→ **Exercises**
**1)** Answer these questions about the journal article:
(a) Which company publishes the journal?
(b) What is its ISO 4 abbreviation?
(c) Who was editor-in-chief from 1968 to 1993?
**2)** Why does the journal article list two ISSNs?
**3)** Extend the article on the journal Astrophysics and Space Science, starting after its final sentence.

Astrophysics and Space Science
- Discipline: Astronomy, astrophysics, space science
- Language: English
- Edited by: Elias Brinks

Publication details
- History: 1968–present
- Publisher: Springer Science+Business Media
- Frequency: Bimonthly
- Open access: Hybrid
- Impact factor: 2.1 (2025)

Standard abbreviations
- ISO 4: Astrophys. Space Sci.

Indexing
- CODEN: APSSBE
- ISSN: 0004-640X (print) 1572-946X (web)
- LCCN: sn79018902
- OCLC no.: 37915714

Links
- Journal homepage; Online access;

= Astrophysics and Space Science =

Astrophysics and Space Science is a bimonthly peer-reviewed scientific journal covering astronomy, astrophysics, and space science and astrophysical aspects of astrobiology. It was established in 1968 and is published by Springer Science+Business Media. From 2016 to 2020, the editors-in-chief were both Prof. Elias Brinks and Prof. Jeremy Mould. Since 2020 the sole editor-in-chief is Prof. Elias Brinks. Other editors-in-chief in the past have been Zdeněk Kopal (Univ. of Manchester) (1968–1993) and Michael A. Dopita (Australian National University) (1994–2015).

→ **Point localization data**
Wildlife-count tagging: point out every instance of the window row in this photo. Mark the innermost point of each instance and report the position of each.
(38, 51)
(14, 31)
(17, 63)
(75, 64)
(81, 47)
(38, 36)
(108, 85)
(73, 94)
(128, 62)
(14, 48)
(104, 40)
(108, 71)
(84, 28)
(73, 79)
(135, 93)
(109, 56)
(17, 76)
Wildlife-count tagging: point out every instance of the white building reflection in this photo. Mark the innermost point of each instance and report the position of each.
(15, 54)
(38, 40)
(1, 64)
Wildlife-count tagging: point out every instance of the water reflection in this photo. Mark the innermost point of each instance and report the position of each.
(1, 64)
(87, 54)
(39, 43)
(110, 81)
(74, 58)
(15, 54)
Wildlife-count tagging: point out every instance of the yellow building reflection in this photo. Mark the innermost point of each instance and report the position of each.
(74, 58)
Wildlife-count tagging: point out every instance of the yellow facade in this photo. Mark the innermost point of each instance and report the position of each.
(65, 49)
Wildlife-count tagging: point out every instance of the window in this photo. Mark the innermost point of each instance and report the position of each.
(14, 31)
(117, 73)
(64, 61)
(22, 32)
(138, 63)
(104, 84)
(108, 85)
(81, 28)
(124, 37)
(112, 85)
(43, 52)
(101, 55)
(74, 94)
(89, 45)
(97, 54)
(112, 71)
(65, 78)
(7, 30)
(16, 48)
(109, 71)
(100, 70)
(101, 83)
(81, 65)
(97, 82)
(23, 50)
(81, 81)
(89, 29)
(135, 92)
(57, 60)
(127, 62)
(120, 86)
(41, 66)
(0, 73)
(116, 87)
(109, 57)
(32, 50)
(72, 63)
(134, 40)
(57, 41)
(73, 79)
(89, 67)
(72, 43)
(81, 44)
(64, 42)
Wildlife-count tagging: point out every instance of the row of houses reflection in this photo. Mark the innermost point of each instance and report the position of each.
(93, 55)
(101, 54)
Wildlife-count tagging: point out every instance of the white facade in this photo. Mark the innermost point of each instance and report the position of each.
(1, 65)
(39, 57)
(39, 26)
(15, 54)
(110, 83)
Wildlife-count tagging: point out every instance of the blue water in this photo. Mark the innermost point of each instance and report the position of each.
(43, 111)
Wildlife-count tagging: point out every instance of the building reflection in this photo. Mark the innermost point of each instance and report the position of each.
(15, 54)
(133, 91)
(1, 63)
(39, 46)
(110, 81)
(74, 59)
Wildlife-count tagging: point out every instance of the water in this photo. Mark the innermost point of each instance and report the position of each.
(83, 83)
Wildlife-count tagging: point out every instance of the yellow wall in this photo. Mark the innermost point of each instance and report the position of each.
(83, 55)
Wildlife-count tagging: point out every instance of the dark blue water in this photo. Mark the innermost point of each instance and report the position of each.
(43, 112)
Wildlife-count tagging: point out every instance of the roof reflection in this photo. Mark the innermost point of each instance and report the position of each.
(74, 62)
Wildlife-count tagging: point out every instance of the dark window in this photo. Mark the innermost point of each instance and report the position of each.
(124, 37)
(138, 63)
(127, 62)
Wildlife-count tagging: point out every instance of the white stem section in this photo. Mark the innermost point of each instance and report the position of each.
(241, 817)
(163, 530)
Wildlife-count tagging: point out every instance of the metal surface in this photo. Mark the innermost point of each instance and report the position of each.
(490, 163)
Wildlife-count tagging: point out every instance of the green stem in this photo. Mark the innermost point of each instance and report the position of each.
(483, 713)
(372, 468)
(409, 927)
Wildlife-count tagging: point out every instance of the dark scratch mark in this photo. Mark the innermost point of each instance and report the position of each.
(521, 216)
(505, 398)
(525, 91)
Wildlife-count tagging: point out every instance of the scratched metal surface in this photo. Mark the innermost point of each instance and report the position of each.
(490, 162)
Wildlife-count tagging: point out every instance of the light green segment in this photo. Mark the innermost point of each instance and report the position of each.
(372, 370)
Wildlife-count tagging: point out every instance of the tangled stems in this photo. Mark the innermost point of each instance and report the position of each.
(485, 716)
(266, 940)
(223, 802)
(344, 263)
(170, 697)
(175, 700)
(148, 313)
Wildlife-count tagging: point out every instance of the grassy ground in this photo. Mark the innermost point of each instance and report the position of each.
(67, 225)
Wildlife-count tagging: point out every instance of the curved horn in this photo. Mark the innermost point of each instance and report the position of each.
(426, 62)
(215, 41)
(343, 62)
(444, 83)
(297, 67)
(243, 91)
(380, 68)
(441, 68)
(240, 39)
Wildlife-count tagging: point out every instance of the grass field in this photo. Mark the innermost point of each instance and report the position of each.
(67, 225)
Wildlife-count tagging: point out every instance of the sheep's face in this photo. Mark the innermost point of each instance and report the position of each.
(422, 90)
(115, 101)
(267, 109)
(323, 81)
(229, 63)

→ **Answers for the tasks**
**1)**
(a) Springer Science+Business Media.
(b) Astrophys. Space Sci.
(c) Zdeněk Kopal of the University of Manchester.

**2)** The journal has a separate ISSN for each format: 0004-640X is for the print edition and 1572-946X is for the web edition.

**3)**
== Abstracting and indexing ==
The journal is abstracted and indexed in the following databases:

- Academic OneFile
- Academic Search
- Astrophysics Data System
- Chemical Abstracts Service
- CSA/ProQuest
- Current Contents/Physical, Chemical and Earth Sciences
- Current Index to Statistics
- EBSCO databases
- EI/Compendex
- GeoRef
- INIS Atomindex
- Inspec
- ISIS Current Bibliography of the History of Science
- Science Citation Index
- Scopus
- SIMBAD
- Zentralblatt Math

According to the Journal Citation Reports, the journal has a 2020 impact factor of 1.830.